### Supplied material
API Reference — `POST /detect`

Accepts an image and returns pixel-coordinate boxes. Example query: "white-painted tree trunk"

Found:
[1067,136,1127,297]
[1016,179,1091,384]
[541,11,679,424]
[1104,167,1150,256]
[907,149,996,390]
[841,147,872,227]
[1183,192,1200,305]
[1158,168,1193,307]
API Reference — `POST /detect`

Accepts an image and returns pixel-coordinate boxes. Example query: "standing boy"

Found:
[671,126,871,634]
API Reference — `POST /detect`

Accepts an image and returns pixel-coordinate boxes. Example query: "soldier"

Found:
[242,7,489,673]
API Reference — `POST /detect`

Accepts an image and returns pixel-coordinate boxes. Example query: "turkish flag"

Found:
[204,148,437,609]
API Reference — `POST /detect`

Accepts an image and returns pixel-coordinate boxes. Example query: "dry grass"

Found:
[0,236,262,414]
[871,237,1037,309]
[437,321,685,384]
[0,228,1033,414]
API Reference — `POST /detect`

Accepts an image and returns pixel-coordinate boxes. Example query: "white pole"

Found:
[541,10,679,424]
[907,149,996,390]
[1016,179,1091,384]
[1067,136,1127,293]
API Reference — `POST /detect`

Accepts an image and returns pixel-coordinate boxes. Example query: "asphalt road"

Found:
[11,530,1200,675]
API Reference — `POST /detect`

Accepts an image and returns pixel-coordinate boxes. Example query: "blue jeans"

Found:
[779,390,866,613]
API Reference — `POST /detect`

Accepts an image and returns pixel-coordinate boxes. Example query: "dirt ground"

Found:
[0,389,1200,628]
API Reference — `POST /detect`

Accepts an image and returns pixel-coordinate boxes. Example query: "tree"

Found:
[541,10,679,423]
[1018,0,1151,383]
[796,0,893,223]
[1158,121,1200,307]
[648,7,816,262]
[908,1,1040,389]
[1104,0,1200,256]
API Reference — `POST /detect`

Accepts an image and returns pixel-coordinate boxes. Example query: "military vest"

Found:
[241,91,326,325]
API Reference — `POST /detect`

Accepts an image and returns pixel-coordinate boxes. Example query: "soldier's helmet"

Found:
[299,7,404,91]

--

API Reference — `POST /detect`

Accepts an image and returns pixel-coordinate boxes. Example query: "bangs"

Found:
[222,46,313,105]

...

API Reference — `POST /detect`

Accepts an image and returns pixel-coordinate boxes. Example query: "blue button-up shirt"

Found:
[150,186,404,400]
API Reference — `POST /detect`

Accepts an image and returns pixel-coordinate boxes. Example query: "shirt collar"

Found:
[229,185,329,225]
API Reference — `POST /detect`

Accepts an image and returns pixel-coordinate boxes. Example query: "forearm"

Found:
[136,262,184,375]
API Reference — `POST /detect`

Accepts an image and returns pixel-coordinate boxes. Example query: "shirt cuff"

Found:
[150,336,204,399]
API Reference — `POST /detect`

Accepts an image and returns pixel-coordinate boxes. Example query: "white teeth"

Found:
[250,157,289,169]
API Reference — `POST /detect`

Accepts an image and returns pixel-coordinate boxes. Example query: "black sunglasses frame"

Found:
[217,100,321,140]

### Problem to solve
Could you return each line of the data above that contains the string "tree"? Case counts when matching.

### Reply to the exercise
Accepts an image and returns pixel-coordinate boxes. Example query: "white-painted tree trunk"
Accepts an image and returns pixel-coordinate boxes. Example query: "tree"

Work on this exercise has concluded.